What is asked
Tally the lines below that contain the word "hand" and reply with only that number.

*****

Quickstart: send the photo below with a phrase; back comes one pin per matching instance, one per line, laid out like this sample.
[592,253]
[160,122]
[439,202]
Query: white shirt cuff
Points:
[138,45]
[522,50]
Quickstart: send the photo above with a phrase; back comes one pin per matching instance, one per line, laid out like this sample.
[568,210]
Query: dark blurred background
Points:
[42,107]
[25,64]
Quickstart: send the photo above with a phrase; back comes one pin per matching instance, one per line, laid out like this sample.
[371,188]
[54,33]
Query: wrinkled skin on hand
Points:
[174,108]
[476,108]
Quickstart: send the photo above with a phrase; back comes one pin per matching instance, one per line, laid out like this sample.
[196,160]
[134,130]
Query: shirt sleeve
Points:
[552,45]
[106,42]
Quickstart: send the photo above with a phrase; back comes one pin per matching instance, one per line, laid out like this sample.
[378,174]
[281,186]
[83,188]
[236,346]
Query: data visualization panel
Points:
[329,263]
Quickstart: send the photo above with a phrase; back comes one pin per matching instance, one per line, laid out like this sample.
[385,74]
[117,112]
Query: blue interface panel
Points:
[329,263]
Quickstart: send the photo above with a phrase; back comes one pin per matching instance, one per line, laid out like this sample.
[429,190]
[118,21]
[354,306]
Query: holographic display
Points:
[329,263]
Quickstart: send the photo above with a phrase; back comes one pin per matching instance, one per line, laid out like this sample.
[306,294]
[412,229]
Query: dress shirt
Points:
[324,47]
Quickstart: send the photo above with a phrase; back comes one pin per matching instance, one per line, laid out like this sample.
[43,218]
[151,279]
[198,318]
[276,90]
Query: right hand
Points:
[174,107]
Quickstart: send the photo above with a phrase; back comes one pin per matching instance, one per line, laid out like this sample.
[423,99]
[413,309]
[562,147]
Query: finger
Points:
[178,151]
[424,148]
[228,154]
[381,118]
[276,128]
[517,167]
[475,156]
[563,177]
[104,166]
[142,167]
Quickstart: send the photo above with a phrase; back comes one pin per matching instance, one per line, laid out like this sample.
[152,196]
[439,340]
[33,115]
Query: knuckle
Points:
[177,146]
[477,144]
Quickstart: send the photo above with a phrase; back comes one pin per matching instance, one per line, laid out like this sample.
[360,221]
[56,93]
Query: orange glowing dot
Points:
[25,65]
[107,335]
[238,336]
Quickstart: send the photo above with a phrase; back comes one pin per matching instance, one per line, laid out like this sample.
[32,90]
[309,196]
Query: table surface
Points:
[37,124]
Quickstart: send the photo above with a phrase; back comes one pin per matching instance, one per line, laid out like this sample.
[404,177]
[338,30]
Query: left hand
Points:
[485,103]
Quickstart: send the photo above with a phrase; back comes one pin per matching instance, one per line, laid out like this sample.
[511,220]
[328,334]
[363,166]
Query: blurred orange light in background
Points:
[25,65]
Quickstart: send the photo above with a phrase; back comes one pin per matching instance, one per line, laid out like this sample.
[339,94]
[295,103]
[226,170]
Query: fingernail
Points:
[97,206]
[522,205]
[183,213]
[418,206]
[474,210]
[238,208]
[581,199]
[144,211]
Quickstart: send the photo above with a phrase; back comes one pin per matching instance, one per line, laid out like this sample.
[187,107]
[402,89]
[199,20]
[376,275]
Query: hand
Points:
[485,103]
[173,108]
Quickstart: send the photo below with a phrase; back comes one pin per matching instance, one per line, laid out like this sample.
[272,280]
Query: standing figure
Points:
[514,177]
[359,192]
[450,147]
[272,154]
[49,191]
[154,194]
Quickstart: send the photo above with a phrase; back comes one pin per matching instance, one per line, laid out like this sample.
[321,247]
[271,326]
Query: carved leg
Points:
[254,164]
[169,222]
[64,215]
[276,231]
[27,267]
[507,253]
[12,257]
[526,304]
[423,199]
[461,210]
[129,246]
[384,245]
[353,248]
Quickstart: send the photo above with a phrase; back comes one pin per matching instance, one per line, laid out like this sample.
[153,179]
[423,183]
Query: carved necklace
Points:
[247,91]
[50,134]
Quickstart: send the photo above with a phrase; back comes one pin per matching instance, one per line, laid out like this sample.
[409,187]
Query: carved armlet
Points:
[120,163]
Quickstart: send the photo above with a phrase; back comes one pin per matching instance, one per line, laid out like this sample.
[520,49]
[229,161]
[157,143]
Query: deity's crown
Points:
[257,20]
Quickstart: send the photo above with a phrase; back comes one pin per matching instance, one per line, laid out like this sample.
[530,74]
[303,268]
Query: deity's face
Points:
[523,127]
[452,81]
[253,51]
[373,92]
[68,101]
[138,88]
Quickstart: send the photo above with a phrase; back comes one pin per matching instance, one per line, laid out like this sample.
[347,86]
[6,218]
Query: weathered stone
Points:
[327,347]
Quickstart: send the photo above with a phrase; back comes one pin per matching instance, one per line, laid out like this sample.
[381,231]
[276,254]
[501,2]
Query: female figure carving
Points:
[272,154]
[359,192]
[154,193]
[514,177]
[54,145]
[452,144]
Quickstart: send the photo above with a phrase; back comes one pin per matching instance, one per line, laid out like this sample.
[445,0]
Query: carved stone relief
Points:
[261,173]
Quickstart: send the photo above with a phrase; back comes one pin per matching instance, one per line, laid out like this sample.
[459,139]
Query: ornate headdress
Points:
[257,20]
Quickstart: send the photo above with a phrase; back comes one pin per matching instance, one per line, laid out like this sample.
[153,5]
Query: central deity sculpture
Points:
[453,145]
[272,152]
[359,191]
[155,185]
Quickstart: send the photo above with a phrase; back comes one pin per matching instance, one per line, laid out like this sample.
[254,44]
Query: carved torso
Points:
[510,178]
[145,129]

*****

Result of this exercise
4